# Entertainment Agency Wanted



## Colin Robinson (Jan 19, 2011)

Not sure if I'm allowed to post this or if it will considered advertising but as I am not "selling" or promoting anything (rather, trying to find someone who does) and am confident that the Moderators on here will quickly remove it if I am breaking the rules, here goes....

I am looking for an Entertainments Agency who are based in, or at least cover, Central Portugal. Some friends and I have put together an entertainments package for English speaking audiences (and the Portuguese LOVE English music anyway!) but have hit a brick wall in trying to get bookings as the owners of local hotels, clubs, bars, cafes, restaurants etc. do not speak English and our Portuguese is nowhere near good enough... How much simpler to find someone to do all that for us and pay them a percentage of our earnings?

ANY suggestions would be gratefully received.....?

Thanks,


----------



## canoeman (Mar 3, 2011)

Would suggest you try Algarve as any Agency there should have contacts elsewhere in Portugal or try searching for 
Agencias Artisitcas e Teatrais or Espectaculos, Organizacao e Promocao


----------



## Colin Robinson (Jan 19, 2011)

Thanks Canoeman - I'll give that a go - but I can't believe no one has had the idea of tapping into an HUGE opportunity here in Central Portugal...?


----------



## canoeman (Mar 3, 2011)

Different country, different ethos, different way of doing things and probably not as many suitable venues as you think


----------



## JohnBoy (Oct 25, 2009)

Colin - Have sent you a PM.


----------



## JohnBoy (Oct 25, 2009)

You have another PM Colin.


----------

▶ **Given request 1**
Answer these questions about the forum thread on finding an entertainment agency:
(a) Which region should the agency be based in or cover?
(b) Which area does canoeman suggest trying?
(c) What does JohnBoy say he has sent Colin?

(Object point labels)
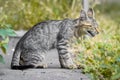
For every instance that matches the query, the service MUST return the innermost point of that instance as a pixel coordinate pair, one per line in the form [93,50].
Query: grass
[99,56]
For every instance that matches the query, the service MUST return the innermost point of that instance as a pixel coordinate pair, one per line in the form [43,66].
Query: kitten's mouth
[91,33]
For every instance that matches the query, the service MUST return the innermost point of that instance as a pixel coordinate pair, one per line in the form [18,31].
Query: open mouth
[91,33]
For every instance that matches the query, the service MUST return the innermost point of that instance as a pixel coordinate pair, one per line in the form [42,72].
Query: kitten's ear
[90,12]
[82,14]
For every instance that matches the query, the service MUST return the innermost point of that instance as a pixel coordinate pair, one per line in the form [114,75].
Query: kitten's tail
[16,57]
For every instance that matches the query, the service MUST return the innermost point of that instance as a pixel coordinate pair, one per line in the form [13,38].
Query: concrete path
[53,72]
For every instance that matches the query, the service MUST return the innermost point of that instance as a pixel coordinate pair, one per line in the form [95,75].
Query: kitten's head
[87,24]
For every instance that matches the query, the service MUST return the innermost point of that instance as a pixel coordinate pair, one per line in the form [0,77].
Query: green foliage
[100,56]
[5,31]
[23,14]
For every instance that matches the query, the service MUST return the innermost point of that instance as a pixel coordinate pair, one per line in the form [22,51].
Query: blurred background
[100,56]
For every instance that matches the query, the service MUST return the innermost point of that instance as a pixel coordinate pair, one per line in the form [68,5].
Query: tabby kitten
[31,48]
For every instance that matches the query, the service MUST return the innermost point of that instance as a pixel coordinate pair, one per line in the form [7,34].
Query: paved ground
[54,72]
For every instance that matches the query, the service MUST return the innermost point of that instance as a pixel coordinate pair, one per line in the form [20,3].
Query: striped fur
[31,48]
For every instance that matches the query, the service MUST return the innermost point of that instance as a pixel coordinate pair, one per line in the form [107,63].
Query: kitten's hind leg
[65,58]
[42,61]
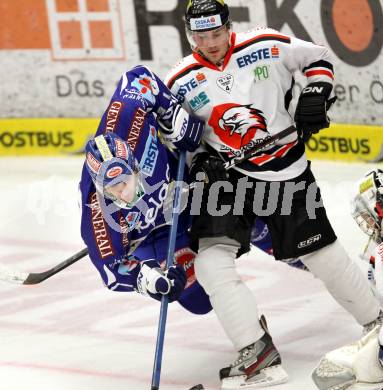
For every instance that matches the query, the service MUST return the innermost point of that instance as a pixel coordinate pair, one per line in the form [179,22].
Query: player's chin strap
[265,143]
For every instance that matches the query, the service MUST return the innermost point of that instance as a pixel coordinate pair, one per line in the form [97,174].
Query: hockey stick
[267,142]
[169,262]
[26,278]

▶ **Given request 2**
Give the part of the records that opens with the line containing "the form [97,174]." and runs through the end of the records as a Markdown table with the columns Row and Line. Put one line in each row with its row number, and leave out blank lines.

▶ **Finished answer 1**
(a) Central Portugal
(b) The Algarve
(c) A PM

▶ **Finished answer 2**
| Row | Line |
|---|---|
| 1 | For every instance that matches the query, the service MUST return the innermost point of that instance as a pixel coordinate pair, one per line in the form [97,174]. |
| 2 | Query: hockey stick |
| 3 | [267,142] |
| 4 | [169,262] |
| 5 | [26,278] |